[Data items]
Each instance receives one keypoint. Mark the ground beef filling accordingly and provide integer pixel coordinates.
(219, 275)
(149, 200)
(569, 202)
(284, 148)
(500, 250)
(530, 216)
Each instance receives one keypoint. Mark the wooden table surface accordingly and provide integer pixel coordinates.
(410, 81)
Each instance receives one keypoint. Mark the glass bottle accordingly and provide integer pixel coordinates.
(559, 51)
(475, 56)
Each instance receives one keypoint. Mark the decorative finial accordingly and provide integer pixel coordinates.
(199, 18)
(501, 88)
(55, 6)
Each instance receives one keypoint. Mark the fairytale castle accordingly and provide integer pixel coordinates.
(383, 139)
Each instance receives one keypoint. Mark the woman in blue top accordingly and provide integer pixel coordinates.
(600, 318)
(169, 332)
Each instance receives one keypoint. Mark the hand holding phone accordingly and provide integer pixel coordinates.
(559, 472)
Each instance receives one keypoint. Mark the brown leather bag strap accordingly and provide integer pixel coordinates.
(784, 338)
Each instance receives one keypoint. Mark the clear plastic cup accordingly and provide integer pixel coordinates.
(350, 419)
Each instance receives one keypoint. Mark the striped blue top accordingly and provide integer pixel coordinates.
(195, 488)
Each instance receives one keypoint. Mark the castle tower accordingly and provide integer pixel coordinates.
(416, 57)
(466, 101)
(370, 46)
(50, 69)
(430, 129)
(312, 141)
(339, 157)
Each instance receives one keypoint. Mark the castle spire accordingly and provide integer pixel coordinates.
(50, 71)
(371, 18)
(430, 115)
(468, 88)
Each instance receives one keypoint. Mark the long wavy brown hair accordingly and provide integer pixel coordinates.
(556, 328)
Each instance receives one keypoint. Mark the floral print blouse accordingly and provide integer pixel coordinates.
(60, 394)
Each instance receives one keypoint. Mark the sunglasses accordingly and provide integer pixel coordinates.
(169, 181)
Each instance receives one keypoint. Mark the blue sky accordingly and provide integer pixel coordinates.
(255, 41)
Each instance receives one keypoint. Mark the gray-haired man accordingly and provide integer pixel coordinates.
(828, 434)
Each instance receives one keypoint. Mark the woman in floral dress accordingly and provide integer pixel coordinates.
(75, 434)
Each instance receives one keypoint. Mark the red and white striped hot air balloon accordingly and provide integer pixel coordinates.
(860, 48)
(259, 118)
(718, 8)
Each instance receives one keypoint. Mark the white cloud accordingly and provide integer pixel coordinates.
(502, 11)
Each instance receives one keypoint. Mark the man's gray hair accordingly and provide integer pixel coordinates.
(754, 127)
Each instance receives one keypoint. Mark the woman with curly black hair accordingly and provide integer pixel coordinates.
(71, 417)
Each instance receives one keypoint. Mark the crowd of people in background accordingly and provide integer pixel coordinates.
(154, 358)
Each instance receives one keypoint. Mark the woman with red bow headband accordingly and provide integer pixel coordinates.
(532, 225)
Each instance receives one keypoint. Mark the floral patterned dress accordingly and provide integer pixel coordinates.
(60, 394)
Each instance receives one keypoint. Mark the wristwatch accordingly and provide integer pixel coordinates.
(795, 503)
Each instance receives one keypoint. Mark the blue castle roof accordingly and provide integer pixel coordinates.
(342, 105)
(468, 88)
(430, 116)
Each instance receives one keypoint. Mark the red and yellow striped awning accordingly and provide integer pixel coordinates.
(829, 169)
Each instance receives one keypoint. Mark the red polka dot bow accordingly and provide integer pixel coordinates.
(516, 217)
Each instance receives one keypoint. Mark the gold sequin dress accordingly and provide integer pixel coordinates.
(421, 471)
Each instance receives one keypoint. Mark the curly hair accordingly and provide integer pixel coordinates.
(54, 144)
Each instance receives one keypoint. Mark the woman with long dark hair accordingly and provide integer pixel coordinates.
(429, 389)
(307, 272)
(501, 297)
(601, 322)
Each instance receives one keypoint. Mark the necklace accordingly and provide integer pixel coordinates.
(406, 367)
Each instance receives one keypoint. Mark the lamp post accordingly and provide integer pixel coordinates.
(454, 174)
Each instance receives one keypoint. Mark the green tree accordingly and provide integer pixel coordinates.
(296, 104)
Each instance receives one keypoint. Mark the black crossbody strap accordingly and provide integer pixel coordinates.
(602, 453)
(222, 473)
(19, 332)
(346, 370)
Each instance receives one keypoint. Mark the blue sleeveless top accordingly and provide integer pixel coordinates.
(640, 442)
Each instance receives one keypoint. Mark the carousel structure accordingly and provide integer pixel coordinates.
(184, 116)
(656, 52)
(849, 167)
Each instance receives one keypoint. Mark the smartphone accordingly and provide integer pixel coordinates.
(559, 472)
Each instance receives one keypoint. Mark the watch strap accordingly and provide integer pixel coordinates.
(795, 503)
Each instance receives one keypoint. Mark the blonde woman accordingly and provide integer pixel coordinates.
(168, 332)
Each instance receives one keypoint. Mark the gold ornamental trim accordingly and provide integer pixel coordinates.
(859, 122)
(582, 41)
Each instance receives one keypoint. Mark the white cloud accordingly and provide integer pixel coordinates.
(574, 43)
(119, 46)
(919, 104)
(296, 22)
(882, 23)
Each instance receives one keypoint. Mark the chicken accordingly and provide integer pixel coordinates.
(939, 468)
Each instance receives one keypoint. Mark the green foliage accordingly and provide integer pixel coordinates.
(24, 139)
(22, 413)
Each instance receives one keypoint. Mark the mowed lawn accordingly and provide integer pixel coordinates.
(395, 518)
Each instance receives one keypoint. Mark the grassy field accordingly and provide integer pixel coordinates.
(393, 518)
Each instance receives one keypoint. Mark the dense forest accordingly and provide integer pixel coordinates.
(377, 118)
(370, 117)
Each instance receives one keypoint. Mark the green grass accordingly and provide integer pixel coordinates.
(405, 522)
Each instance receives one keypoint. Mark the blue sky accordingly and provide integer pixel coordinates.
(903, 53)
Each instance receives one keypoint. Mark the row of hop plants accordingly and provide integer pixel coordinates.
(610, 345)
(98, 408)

▸ Assignment
From the first line to the last, copy the records without alteration.

▸ Answer to the exercise
Each instance receives one keypoint. Mark the ground beef filling accordingly and provide integer pixel coordinates.
(219, 275)
(149, 200)
(569, 202)
(284, 148)
(500, 250)
(530, 216)
Each instance receives one keypoint. Mark the wooden table surface accordingly and provide integer pixel coordinates.
(410, 81)
Each instance receives one keypoint. Mark the glass bottle accordingly and provide integer pixel coordinates.
(559, 51)
(475, 56)
Each instance receives one keypoint. Mark the decorative finial accordingly and provide integer pixel coordinates.
(199, 18)
(501, 88)
(55, 6)
Each instance receives one keypoint. Mark the fairytale castle accordingly and provide integer pixel coordinates.
(383, 139)
Each instance receives one keypoint. Mark the woman in blue top accordingly and provide integer pixel coordinates.
(600, 318)
(169, 332)
Each instance receives one keypoint. Mark the hand holding phone accordingly and provide integer pixel coordinates.
(559, 472)
Each instance receives one keypoint. Mark the brown leather bag strap accordingly and provide integer pixel coordinates.
(784, 338)
Each instance receives one keypoint. Mark the clear plastic cup accordingly and provide integer pixel coordinates.
(350, 419)
Each instance receives one keypoint. Mark the striped blue top accordingly and provide integer pixel coordinates.
(195, 488)
Each instance receives one keypoint. Mark the castle tower accordingly and provide integer pixel coordinates.
(416, 57)
(466, 101)
(370, 46)
(50, 69)
(430, 129)
(312, 141)
(339, 157)
Each instance receives one keypoint. Mark the castle spire accordingly and provide integer pixel coordinates.
(50, 71)
(371, 18)
(430, 115)
(468, 88)
Each instance receives one keypoint. Mark the long wavy brown hair accordingly and provide integer pixel coordinates.
(556, 328)
Each instance receives one keypoint. Mark the floral print blouse accordingly and provide integer pixel coordinates.
(60, 394)
Each instance receives one keypoint. Mark the sunglasses accordingly and provide integer pixel coordinates.
(169, 181)
Each instance receives one keypoint. Mark the blue sky accordingly and provide integer pixel coordinates.
(255, 41)
Each instance receives one keypoint. Mark the gray-haired man accordingly and provide integer pixel coordinates.
(828, 434)
Each instance receives one keypoint. Mark the woman in floral dress accordingly and provide integer pixel coordinates.
(75, 434)
Each instance receives one keypoint. Mark the red and white striped hot air balloon accordingly and provide integer pixel coordinates.
(860, 48)
(259, 118)
(718, 8)
Each instance receives one keypoint. Mark the white cloud accordingly and provide integer pixel coordinates.
(502, 11)
Each instance receives one keypoint. Mark the man's gray hair accordingly and provide integer pixel coordinates.
(754, 127)
Each instance receives one keypoint. Mark the woman with curly black hair accordingly and provide integer pixel coordinates.
(71, 417)
Each instance receives one keypoint. Mark the crowd of people in background accordingly and provide integer pixel coordinates.
(154, 358)
Each instance receives one keypoint. Mark the woman with red bow headband accordingly and provide integer pixel coordinates.
(532, 225)
Each instance receives one keypoint. Mark the floral patterned dress accordingly and provide integer pixel coordinates.
(60, 394)
Each instance receives one keypoint. Mark the wristwatch accordingly and provide integer pixel coordinates.
(795, 503)
Each instance receives one keypoint. Mark the blue castle roof accordingly and provide integer pixel coordinates.
(342, 105)
(468, 88)
(430, 116)
Each instance receives one keypoint. Mark the red and yellow striped awning accordingly and provide integer pixel coordinates.
(829, 169)
Each instance receives one keypoint. Mark the red polka dot bow accordingly and provide integer pixel coordinates.
(516, 217)
Each instance receives one keypoint. Mark the gold sequin dress accordingly and provide integer pixel coordinates.
(421, 471)
Each instance receives one keypoint. Mark the curly hair accordingly and provide integer pixel coordinates.
(54, 144)
Each instance receives one keypoint. Mark the woman with long dark hair accordingly and provide integer pixel coordinates.
(429, 389)
(307, 272)
(501, 297)
(601, 322)
Each instance receives one keypoint. Mark the necklace accordingly and provide integer pixel coordinates.
(406, 367)
Each instance receives one keypoint. Mark the lamp post accordingly and provide integer pixel coordinates.
(454, 174)
Each instance receives one keypoint. Mark the green tree accordingly and provide integer pixel coordinates.
(296, 104)
Each instance receives one keypoint. Mark the black crossbody strap accordingly and provide integer pixel coordinates.
(602, 453)
(222, 473)
(19, 332)
(346, 370)
Each instance receives one keypoint. Mark the blue sleeveless top accordingly and provide integer pixel coordinates.
(640, 442)
Each instance receives one keypoint. Mark the carousel structure accordingly and provide integer pixel coordinates.
(184, 116)
(656, 52)
(849, 167)
Each instance receives one keypoint. Mark the smartphone accordingly and provide integer pixel coordinates.
(559, 472)
Each instance receives one keypoint. Mark the watch strap accordingly and provide integer pixel coordinates.
(795, 503)
Each instance receives one keypoint. Mark the blonde woman accordingly and provide integer pixel coordinates.
(168, 332)
Each instance receives one keypoint. Mark the gold ornamental trim accordingly and provide integer pixel coordinates.
(859, 122)
(582, 41)
Each instance receives one keypoint. Mark the white cloud accordingly and provide integer pixel coordinates.
(574, 43)
(119, 46)
(919, 104)
(296, 22)
(882, 23)
Each instance receives one keypoint. Mark the chicken accordingly and provide integer pixel coordinates.
(939, 468)
Each instance receives one keypoint. Mark the green foliage accordingly and provide integer pixel coordinates.
(24, 139)
(22, 413)
Each instance receives one keypoint. Mark the mowed lawn accordingly and provide integer pixel coordinates.
(395, 518)
Each instance receives one keypoint. Mark the grassy field accordingly and provide integer pixel coordinates.
(393, 518)
Each instance receives one keypoint. Mark the dense forest accordingly and provide integer pixel coordinates.
(377, 118)
(370, 117)
Each instance receives one keypoint. Mark the green grass accordingly and provide integer pixel coordinates.
(405, 522)
Each instance receives one keypoint. Mark the blue sky accordingly and provide integer pixel coordinates.
(903, 53)
Each instance receives one keypoint. Mark the row of hop plants accordingly and provide integer pixel coordinates.
(610, 345)
(98, 408)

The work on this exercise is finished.